## SET EXERCISE
Write every entry out again exactly, please, and skip the pictures.

(Image location labeling entries)
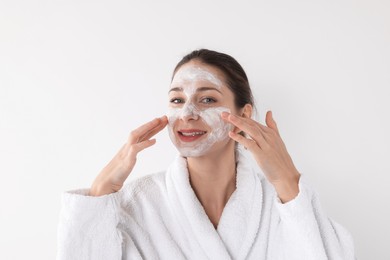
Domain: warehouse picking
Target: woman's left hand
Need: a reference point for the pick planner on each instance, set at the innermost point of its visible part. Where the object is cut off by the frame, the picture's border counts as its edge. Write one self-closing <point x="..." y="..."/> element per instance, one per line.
<point x="269" y="151"/>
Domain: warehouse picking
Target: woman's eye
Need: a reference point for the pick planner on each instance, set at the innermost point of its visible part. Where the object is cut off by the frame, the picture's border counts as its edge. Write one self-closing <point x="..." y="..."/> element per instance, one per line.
<point x="208" y="100"/>
<point x="176" y="100"/>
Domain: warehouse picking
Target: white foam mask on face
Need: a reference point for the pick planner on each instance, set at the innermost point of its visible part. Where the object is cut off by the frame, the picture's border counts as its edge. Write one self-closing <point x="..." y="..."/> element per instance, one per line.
<point x="219" y="130"/>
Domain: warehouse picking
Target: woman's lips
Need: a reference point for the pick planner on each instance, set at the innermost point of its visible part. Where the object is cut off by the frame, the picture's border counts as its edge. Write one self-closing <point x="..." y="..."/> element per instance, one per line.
<point x="190" y="135"/>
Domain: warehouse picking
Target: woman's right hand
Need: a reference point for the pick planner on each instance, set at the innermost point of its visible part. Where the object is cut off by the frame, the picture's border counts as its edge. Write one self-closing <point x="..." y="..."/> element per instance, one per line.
<point x="112" y="177"/>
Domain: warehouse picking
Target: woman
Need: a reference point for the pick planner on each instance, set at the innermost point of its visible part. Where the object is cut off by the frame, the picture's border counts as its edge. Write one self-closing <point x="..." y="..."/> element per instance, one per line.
<point x="211" y="203"/>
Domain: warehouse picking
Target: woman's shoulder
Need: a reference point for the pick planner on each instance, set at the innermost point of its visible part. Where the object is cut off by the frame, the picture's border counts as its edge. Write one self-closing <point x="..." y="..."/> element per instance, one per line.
<point x="149" y="186"/>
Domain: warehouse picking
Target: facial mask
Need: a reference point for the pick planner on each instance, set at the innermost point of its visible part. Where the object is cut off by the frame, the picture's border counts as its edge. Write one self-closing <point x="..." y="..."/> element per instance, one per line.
<point x="219" y="130"/>
<point x="212" y="117"/>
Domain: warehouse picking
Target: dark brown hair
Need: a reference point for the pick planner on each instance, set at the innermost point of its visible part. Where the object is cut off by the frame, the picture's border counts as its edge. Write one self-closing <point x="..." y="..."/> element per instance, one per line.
<point x="236" y="79"/>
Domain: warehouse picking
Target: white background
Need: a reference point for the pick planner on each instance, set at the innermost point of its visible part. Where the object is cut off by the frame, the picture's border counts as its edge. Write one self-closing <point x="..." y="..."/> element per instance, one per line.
<point x="77" y="76"/>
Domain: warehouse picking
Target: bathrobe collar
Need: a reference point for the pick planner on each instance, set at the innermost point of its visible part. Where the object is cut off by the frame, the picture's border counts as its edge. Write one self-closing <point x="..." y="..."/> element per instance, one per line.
<point x="239" y="223"/>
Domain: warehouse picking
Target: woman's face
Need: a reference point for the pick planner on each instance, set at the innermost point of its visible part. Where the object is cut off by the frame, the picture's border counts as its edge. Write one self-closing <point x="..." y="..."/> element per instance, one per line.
<point x="198" y="95"/>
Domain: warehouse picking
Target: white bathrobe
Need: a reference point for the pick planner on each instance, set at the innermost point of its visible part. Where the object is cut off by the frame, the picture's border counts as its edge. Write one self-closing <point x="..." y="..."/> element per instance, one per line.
<point x="159" y="217"/>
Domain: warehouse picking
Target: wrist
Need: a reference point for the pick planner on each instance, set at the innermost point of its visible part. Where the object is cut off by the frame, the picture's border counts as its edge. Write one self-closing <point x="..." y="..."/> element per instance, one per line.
<point x="287" y="189"/>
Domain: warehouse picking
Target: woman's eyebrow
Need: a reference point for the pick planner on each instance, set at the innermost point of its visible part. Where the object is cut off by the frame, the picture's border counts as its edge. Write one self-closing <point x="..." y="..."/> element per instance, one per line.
<point x="178" y="89"/>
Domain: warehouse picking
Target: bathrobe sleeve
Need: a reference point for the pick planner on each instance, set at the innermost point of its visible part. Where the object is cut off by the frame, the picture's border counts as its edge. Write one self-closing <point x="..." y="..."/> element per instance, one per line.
<point x="88" y="227"/>
<point x="305" y="232"/>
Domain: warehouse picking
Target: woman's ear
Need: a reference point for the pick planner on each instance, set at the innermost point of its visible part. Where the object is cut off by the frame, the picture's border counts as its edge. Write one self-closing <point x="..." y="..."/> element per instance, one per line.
<point x="247" y="111"/>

## ANSWER IN FULL
Domain: warehouse picking
Target: woman's left hand
Need: a reference point for the pick planner on each instance, set at the innermost point of its visible part. Where the object is cut off by the frame, the picture's border counts as its edge. Write one self-closing <point x="..." y="..."/> element per instance, one per line.
<point x="269" y="151"/>
Domain: warehouse picking
Target: woman's eye
Need: a reference point for the pick planner on each instance, set at the innermost point of its visible part. Where the object is cut off by the frame, the picture's border counts as its edge. Write one self-closing <point x="..." y="..."/> element per instance, one per line.
<point x="208" y="100"/>
<point x="176" y="100"/>
Domain: warehouse picking
Target: white foam mask on face
Need: a reference point for the pick planner on each instance, set at the innermost point of its visible part. Where the object is cut off by the frame, the picture's border counts as its edge. Write one self-closing <point x="..." y="..."/> element per instance, one per line.
<point x="219" y="130"/>
Domain: warehouse picking
Target: woman's lips
Need: a reference point for the pick planner on each instance, set at the innermost point of its visible part. Where the object is cut off by the frame, the picture's border counts as its edge. Write one self-closing <point x="..." y="..."/> element per instance, one per line.
<point x="190" y="135"/>
Domain: warehouse picking
Target: woman's right hand
Need: a reference point for the pick planner on each instance, set at the innermost point of its visible part. Where the object is cut off by the frame, the picture's border counts as its edge. Write one self-closing <point x="..." y="..."/> element per instance, one per line.
<point x="112" y="177"/>
Domain: warehouse picking
Target: woman
Need: a reference point for the pick planner on each instance, set at the innermost point of its visible part. Where the object is cut off by the frame, the picture's border counts as its edge. Write one self-closing <point x="..." y="..."/> element per instance, one per line.
<point x="211" y="203"/>
Domain: warehouse picking
Target: woman's shoulder
Need: a reference point for the pick planner on each instance, set at the innermost point of its visible part. Where the object is cut off by the frame, the picture's border counts as its edge. Write one self-closing <point x="..." y="..."/> element per instance, one per line.
<point x="149" y="186"/>
Domain: warehouse picking
Target: facial mask
Need: a reference point for the pick planner on each instance, set at the innermost point of its visible part. Where the object is cut off by the frame, the picture's border counts as its edge. Write one self-closing <point x="..." y="..."/> element per instance, one per line.
<point x="219" y="130"/>
<point x="212" y="117"/>
Domain: warehouse picking
Target: dark brown hair
Need: a reference point for the pick planner on each instance, set at the innermost point of its visible part. Where the object is cut off by the frame, the picture's border counts as its edge. Write one self-closing <point x="..." y="..."/> element per instance, one per line.
<point x="236" y="79"/>
Domain: warehouse picking
Target: white background
Need: a reference point for the pick planner on each instance, set at the innermost point of its visible part. Where the object is cut off by the frame, the picture's border counts as its edge. Write one self-closing <point x="..." y="..."/> element per instance, one per line.
<point x="77" y="76"/>
Domain: warehouse picking
Target: bathrobe collar
Need: a reference point for the pick planner on each instance, set at the innermost point of its visible part. Where the object is cut off by the frame, the picture's border counts as its edge. Write one self-closing <point x="..." y="..."/> element per instance, one per line.
<point x="239" y="223"/>
Domain: warehouse picking
Target: woman's face
Need: a reference point for the pick planner on each instance, set at the innermost point of its visible part. Where the object is cut off by the frame, the picture's border counts as its edge. Write one self-closing <point x="..." y="..."/> element per instance, one per line.
<point x="198" y="95"/>
Domain: warehouse picking
Target: white bathrobe
Need: a reference point for the pick planner on each instance, set at the innermost point of its visible part. Where the object is cut off by the frame, the picture's border counts as its edge. Write one self-closing <point x="..." y="..."/> element per instance, one per line.
<point x="159" y="217"/>
Domain: warehouse picking
Target: wrist
Need: a reference point for the pick planner on each instance, set at the innermost point of its visible part. Where the object is cut off by the frame, the picture's border counts as its edge. Write one self-closing <point x="..." y="..."/> element per instance, one per line.
<point x="287" y="189"/>
Domain: warehouse picking
Target: woman's eyebrow
Need: a reference point for the pick planner on each instance, set at the innermost point of its visible part. Where the object is cut off by the frame, the picture's border counts as its edge. Write one self-closing <point x="..." y="..."/> element per instance, one per line.
<point x="178" y="89"/>
Domain: warehouse picking
Target: bathrobe sleeve
Need: a reference point for the pick planner on each instance, set at the innermost point of its visible part. Where the object is cut off by the frame, the picture's border counts as its edge. Write one self-closing <point x="..." y="..."/> element per instance, one per line.
<point x="88" y="227"/>
<point x="305" y="232"/>
Domain: warehouse picking
Target: woman's ear
Need: a reference point for the pick planner on each instance, set at the innermost point of its visible part. Where the object is cut off by the frame, the picture's border counts as its edge. Write one self-closing <point x="..." y="..."/> element per instance, one per line.
<point x="247" y="111"/>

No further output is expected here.